• Source text:
The wedge $\wedge$ has the general meaning like so: if it acts on two vectors, form a plane spanned by the vectors (it is "dual" to the cross product in this way).

The contraction $\rfloor$ is like a dot product when it's between vectors, but it has the general meaning that, if it acts between a vector and a plane, then the plane is "reduced" to a vector orthogonal to the other vector, but still in the original plane.

All well and good, but why is the above identity true, then? Well, in point of fact, there are some missing terms:

$$\nabla^2 A = \nabla \wedge (\nabla \rfloor A) + \nabla \rfloor (\nabla \wedge A) + \nabla \rfloor (\nabla \rfloor A) + \nabla \wedge (\nabla \wedge A)$$

The last two terms don't appear in the identity as usual. Why? Well, the first of them is identically zero: $\nabla \rfloor A$ is the divergence, so $\nabla \rfloor (\nabla \rfloor A)$ is necessarily zero; you cannot contract a vector and a scalar in any meaningful way, and this is part of the definition of the product. (The converse is that you can take a wedge product of a scalar and a vector, and it's just scalar multiplication. You can't double count this operation and still make sense of things.)

Position annotation rows
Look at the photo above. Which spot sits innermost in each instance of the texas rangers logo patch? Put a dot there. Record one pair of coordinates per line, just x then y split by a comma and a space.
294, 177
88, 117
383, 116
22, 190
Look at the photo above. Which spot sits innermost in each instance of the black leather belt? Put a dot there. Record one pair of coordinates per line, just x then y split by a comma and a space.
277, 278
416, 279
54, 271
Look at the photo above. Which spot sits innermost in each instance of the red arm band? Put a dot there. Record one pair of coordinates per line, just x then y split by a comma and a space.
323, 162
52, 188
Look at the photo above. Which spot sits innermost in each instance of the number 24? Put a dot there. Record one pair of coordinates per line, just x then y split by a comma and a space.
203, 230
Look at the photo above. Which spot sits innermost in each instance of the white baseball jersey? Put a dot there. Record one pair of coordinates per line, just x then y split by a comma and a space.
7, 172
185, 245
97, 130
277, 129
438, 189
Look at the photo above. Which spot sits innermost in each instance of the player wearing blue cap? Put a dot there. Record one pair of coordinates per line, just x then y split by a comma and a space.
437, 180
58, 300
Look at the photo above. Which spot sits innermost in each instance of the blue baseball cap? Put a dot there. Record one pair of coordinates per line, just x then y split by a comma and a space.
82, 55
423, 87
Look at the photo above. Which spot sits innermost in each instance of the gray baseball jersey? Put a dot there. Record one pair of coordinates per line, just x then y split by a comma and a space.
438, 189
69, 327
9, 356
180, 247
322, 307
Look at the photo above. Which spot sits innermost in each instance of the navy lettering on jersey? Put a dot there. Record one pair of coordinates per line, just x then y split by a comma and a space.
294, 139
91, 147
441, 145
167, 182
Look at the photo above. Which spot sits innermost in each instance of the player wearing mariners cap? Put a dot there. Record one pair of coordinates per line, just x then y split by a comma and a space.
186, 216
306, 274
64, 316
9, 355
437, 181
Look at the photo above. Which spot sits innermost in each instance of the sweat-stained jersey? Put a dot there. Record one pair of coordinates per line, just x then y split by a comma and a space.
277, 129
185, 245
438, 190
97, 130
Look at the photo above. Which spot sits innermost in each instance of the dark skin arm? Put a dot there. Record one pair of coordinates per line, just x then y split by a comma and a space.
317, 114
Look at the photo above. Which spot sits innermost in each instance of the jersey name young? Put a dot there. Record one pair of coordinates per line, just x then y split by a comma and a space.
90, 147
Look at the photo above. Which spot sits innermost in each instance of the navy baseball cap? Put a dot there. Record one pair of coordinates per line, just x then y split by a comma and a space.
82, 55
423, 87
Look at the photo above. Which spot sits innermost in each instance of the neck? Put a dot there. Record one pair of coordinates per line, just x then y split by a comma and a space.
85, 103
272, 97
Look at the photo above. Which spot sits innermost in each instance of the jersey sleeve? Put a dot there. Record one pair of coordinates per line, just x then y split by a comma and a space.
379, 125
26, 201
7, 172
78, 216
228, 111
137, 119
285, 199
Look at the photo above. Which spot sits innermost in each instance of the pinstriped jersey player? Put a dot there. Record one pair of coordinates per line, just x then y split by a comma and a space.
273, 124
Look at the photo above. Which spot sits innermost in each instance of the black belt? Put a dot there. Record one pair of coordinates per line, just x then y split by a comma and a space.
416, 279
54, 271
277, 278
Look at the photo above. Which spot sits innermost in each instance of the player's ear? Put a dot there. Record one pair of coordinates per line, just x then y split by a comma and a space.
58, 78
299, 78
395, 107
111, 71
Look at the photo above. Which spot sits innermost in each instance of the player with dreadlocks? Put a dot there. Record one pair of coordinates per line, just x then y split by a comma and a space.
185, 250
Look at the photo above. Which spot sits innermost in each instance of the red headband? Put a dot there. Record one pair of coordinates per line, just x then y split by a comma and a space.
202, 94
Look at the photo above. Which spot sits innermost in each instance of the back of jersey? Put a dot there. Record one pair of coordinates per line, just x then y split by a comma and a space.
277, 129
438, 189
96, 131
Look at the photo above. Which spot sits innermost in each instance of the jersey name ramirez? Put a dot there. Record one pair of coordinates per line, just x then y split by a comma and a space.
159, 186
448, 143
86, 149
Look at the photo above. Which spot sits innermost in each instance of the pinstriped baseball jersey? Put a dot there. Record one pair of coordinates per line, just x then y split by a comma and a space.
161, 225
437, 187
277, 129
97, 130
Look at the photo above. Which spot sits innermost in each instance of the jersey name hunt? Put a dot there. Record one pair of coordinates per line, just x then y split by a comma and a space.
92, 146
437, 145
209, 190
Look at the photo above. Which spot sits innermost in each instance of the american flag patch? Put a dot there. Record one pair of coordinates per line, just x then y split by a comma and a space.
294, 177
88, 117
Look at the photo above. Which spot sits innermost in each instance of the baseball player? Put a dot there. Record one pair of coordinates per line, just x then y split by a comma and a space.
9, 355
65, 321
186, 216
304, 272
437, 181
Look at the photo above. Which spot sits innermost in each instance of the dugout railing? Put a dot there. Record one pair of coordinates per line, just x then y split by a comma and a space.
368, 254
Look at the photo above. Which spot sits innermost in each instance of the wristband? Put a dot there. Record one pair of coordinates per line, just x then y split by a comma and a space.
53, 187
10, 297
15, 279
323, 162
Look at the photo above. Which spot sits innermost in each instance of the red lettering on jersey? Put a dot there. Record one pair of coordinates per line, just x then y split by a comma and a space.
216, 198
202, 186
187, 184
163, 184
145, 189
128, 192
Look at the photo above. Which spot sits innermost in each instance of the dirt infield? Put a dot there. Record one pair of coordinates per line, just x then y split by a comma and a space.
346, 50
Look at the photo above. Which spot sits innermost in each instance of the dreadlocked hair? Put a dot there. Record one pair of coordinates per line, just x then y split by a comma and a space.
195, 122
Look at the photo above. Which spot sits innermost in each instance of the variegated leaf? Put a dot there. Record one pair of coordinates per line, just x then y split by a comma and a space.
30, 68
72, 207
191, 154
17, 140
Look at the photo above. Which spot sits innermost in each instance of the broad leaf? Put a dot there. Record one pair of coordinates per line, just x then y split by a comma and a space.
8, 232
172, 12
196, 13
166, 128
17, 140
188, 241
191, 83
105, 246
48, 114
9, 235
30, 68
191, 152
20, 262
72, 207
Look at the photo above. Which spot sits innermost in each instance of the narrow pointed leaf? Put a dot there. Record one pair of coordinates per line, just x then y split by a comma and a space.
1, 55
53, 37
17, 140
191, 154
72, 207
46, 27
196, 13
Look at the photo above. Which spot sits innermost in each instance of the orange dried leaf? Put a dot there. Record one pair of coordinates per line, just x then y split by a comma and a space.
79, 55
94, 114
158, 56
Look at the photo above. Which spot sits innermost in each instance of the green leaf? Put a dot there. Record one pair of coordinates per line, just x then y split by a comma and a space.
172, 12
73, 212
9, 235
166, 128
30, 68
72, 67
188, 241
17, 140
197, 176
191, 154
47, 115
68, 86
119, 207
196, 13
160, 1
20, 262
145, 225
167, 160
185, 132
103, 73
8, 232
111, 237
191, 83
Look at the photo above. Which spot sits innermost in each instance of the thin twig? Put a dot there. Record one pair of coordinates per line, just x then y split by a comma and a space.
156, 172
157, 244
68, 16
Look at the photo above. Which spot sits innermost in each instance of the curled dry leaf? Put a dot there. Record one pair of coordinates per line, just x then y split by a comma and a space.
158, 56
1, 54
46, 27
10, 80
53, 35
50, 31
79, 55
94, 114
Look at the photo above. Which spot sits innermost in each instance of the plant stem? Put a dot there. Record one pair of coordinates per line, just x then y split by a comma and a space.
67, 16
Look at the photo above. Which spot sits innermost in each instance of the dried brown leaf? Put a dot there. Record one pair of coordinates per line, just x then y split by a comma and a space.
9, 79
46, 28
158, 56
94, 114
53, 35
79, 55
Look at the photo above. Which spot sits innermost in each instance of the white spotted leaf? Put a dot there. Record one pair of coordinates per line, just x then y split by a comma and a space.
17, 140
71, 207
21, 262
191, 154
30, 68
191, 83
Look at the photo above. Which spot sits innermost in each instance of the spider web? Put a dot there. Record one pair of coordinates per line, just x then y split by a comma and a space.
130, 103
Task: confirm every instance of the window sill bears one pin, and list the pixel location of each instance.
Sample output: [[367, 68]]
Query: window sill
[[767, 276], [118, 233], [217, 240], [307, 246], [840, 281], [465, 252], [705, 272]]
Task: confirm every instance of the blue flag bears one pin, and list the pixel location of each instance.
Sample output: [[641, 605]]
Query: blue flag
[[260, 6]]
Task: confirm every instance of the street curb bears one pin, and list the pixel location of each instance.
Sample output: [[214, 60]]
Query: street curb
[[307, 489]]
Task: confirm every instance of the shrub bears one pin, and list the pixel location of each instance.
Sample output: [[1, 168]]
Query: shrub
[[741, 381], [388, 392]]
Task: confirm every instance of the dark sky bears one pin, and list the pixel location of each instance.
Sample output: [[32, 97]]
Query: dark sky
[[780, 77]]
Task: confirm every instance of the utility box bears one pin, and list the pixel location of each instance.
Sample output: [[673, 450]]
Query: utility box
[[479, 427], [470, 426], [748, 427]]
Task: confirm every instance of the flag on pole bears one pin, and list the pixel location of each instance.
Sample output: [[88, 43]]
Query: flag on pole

• Set exercise 1:
Answer each question from the passage on wedge and contraction products.
(a) What does the wedge form when it acts on two vectors?
(b) What does the passage identify the contraction of ∇ with A as?
(c) What does a wedge product of a scalar and a vector amount to?
• Set exercise 2: Print the section of the passage on wedge and contraction products that begins at the words "All well and" and stops after "sense of things.)".
The rows play no part in the work here.

• Exercise answer 1:
(a) A plane spanned by the two vectors.
(b) The divergence.
(c) Scalar multiplication.

• Exercise answer 2:
All well and good, but why is the above identity true, then? Well, in point of fact, there are some missing terms:

$$\nabla^2 A = \nabla \wedge (\nabla \rfloor A) + \nabla \rfloor (\nabla \wedge A) + \nabla \rfloor (\nabla \rfloor A) + \nabla \wedge (\nabla \wedge A)$$

The last two terms don't appear in the identity as usual. Why? Well, the first of them is identically zero: $\nabla \rfloor A$ is the divergence, so $\nabla \rfloor (\nabla \rfloor A)$ is necessarily zero; you cannot contract a vector and a scalar in any meaningful way, and this is part of the definition of the product. (The converse is that you can take a wedge product of a scalar and a vector, and it's just scalar multiplication. You can't double count this operation and still make sense of things.)